• **THE PROBLEM**:
Retype each line of the listing below, word for word.

• **GIVEN DATA**:

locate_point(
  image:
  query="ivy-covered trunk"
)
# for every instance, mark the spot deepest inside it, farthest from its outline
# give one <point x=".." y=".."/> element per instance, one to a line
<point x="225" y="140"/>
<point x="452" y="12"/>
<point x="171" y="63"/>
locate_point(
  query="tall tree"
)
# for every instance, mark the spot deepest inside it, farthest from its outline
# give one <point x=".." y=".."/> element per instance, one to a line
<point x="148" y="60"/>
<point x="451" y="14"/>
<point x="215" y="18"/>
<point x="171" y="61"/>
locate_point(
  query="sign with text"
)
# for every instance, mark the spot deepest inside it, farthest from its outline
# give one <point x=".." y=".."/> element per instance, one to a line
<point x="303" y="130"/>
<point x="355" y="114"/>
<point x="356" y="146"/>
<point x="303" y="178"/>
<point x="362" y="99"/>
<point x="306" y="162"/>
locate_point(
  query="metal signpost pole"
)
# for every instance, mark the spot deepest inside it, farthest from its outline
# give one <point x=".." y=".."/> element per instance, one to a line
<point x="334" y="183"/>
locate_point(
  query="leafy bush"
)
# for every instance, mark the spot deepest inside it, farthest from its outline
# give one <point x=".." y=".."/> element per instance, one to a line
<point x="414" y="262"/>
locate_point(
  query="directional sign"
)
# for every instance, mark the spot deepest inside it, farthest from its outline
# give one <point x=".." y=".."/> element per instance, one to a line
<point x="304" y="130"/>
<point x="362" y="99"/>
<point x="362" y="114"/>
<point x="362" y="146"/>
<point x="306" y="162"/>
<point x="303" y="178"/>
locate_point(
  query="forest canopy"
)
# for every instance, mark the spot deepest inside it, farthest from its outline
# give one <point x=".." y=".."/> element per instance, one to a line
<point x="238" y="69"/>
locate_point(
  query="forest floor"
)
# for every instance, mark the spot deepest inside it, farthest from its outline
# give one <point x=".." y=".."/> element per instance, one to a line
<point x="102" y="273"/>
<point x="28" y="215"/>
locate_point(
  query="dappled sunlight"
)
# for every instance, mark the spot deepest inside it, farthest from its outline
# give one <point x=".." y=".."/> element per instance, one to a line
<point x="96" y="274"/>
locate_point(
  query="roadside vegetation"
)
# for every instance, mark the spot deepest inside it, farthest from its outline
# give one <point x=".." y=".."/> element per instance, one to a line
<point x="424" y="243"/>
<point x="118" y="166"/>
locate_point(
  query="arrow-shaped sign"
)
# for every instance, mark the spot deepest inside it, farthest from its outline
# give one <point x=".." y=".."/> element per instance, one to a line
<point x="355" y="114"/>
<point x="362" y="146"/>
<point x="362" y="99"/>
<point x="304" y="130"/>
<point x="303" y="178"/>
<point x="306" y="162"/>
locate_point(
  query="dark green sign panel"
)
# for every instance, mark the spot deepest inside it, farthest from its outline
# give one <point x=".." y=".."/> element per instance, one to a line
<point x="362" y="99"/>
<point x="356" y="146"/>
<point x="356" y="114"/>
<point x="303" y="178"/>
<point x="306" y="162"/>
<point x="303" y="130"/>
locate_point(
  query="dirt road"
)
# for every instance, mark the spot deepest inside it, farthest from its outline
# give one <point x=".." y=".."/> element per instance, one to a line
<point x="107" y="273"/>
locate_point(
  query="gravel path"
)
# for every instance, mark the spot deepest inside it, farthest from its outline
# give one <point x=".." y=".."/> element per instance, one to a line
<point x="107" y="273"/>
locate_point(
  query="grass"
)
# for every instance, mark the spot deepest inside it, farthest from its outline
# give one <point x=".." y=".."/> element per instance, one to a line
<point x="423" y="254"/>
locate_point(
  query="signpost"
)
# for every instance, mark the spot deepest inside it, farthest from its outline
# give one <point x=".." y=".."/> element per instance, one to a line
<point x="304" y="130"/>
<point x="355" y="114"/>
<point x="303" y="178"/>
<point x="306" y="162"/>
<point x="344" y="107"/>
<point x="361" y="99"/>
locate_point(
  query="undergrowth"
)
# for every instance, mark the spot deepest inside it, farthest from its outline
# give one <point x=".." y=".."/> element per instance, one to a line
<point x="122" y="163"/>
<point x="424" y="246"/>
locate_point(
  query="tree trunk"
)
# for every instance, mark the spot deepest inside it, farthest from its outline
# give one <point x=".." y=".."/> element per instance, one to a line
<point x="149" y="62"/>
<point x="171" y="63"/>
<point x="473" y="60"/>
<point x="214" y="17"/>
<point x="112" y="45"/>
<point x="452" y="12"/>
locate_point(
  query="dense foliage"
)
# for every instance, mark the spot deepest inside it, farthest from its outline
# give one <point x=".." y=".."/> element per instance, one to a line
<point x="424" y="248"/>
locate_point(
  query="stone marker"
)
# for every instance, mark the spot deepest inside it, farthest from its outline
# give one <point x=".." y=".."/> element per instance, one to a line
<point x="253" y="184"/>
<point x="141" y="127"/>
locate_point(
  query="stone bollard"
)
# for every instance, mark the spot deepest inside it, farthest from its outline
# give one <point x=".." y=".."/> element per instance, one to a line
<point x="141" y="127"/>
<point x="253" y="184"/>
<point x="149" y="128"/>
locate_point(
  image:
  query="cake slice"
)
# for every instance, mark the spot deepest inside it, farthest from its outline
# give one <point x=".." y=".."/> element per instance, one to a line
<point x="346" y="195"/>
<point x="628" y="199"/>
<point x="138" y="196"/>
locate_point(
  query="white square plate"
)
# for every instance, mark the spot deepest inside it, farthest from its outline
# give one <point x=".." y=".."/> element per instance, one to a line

• **SOLUTION TO THIS TASK**:
locate_point(
  image:
  query="ivy-covered trunk"
)
# for every instance, mark the spot deepest inside it, farthest from its outline
# give one <point x=".." y=".."/> element per instance, one to a line
<point x="225" y="140"/>
<point x="452" y="12"/>
<point x="171" y="63"/>
locate_point(
  query="tall tree"
)
# for every instance, mark the spot deepest inside it, farthest from its outline
# give one <point x=".." y=".."/> element per instance, one to a line
<point x="148" y="60"/>
<point x="451" y="14"/>
<point x="215" y="18"/>
<point x="171" y="61"/>
locate_point(
  query="sign with text"
)
# for every instance, mark the spot deepest inside it, farthest from its outline
# give one <point x=".." y=".."/> element per instance, one to a line
<point x="303" y="130"/>
<point x="355" y="114"/>
<point x="356" y="146"/>
<point x="303" y="178"/>
<point x="362" y="99"/>
<point x="306" y="162"/>
locate_point(
  query="metal signpost pole"
)
# for every instance, mark the spot deepest inside it, farthest from its outline
# give one <point x=".." y=".."/> element per instance, one to a line
<point x="334" y="183"/>
locate_point(
  query="leafy bush"
)
# for every instance, mark the spot deepest inside it, farthest from its outline
# give one <point x=".." y=".."/> element per instance, one to a line
<point x="414" y="262"/>
locate_point(
  query="directional sign"
)
# for every instance, mark the spot deepest inside it, farthest from its outline
# give one <point x=".." y=".."/> element per instance, one to a line
<point x="304" y="130"/>
<point x="362" y="99"/>
<point x="362" y="114"/>
<point x="362" y="146"/>
<point x="306" y="162"/>
<point x="303" y="178"/>
locate_point(
  query="forest canopy"
)
# for every instance, mark the spot deepest inside it, farthest from its outline
# give one <point x=".." y=".."/> element per instance, one to a line
<point x="238" y="69"/>
locate_point(
  query="forest floor"
)
# for every instance, mark the spot deepest inside it, farthest from its outline
# give one <point x=".." y=".."/> element per instance, one to a line
<point x="102" y="273"/>
<point x="28" y="215"/>
locate_point(
  query="dappled sunlight"
)
# for every instance, mark the spot deepest inside it, farthest from its outline
# give one <point x=".." y=".."/> element per instance, one to a line
<point x="96" y="274"/>
locate_point(
  query="roadside vegetation"
)
# for every instance, mark the spot deepest inside it, farthest from its outline
# give one <point x=".." y=".."/> element per instance, one to a line
<point x="424" y="243"/>
<point x="118" y="166"/>
locate_point(
  query="arrow-shaped sign"
)
# for every instance, mark the spot deepest inside it, farthest from its outline
# give one <point x=".." y=".."/> element per instance, one to a line
<point x="355" y="114"/>
<point x="362" y="146"/>
<point x="362" y="99"/>
<point x="304" y="130"/>
<point x="303" y="178"/>
<point x="306" y="162"/>
locate_point(
  query="dark green sign panel"
)
# for every instance, mark the spot deepest inside it, farthest from its outline
# give one <point x=".." y=".."/> element per instance, one to a line
<point x="362" y="99"/>
<point x="356" y="146"/>
<point x="356" y="114"/>
<point x="303" y="178"/>
<point x="306" y="162"/>
<point x="303" y="130"/>
locate_point(
  query="dirt road"
)
# for every instance, mark the spot deepest inside it, farthest from its outline
# give one <point x=".." y=".."/> element per instance, one to a line
<point x="107" y="273"/>
locate_point(
  query="gravel path"
)
# for every instance, mark the spot deepest inside it, farthest from its outline
# give one <point x=".." y=".."/> element per instance, one to a line
<point x="107" y="273"/>
locate_point(
  query="grass"
)
# for every instance, mark the spot deepest inside it, farthest from its outline
# give one <point x=".." y=".."/> element per instance, one to a line
<point x="423" y="254"/>
locate_point(
  query="signpost"
)
# for every instance, mark the spot deepest inside it, farthest from its outline
# give one <point x=".." y=".."/> element per instance, one to a line
<point x="304" y="130"/>
<point x="355" y="114"/>
<point x="303" y="178"/>
<point x="306" y="162"/>
<point x="344" y="107"/>
<point x="361" y="99"/>
locate_point(
  query="undergrowth"
)
# for every instance, mark the spot deepest inside it, farthest from its outline
# give one <point x=".." y=".."/> element per instance, one to a line
<point x="122" y="163"/>
<point x="424" y="246"/>
locate_point(
  query="tree trunk"
)
# for every instance, mark the spot deepest inside it, farthest from its outline
# give one <point x=".." y=".."/> element per instance, one to a line
<point x="149" y="62"/>
<point x="171" y="63"/>
<point x="473" y="60"/>
<point x="214" y="17"/>
<point x="112" y="45"/>
<point x="452" y="12"/>
locate_point(
  query="dense foliage"
)
# for every instance, mark the spot deepest inside it, farthest from its outline
# give one <point x=".." y=".."/> element per instance, one to a line
<point x="424" y="248"/>
locate_point(
  query="stone marker"
)
# for every instance, mark the spot deepest inside it, farthest from its outline
# give one <point x=".." y=".."/> element per instance, one to a line
<point x="253" y="184"/>
<point x="141" y="127"/>
locate_point(
  query="stone bollard"
)
# for every instance, mark the spot deepest inside it, farthest from its outline
# give one <point x=".." y=".."/> element per instance, one to a line
<point x="141" y="127"/>
<point x="253" y="184"/>
<point x="149" y="128"/>
locate_point(
  image:
  query="cake slice"
)
# for every instance, mark the spot deepest inside it, farthest from its outline
# give one <point x=".." y=".."/> element per instance, one to a line
<point x="346" y="195"/>
<point x="628" y="199"/>
<point x="138" y="196"/>
locate_point(
  query="white square plate"
)
# for every instance, mark the spot deepest inside it, farthest from its outline
# give one <point x=".." y=".."/> element per instance, one to a line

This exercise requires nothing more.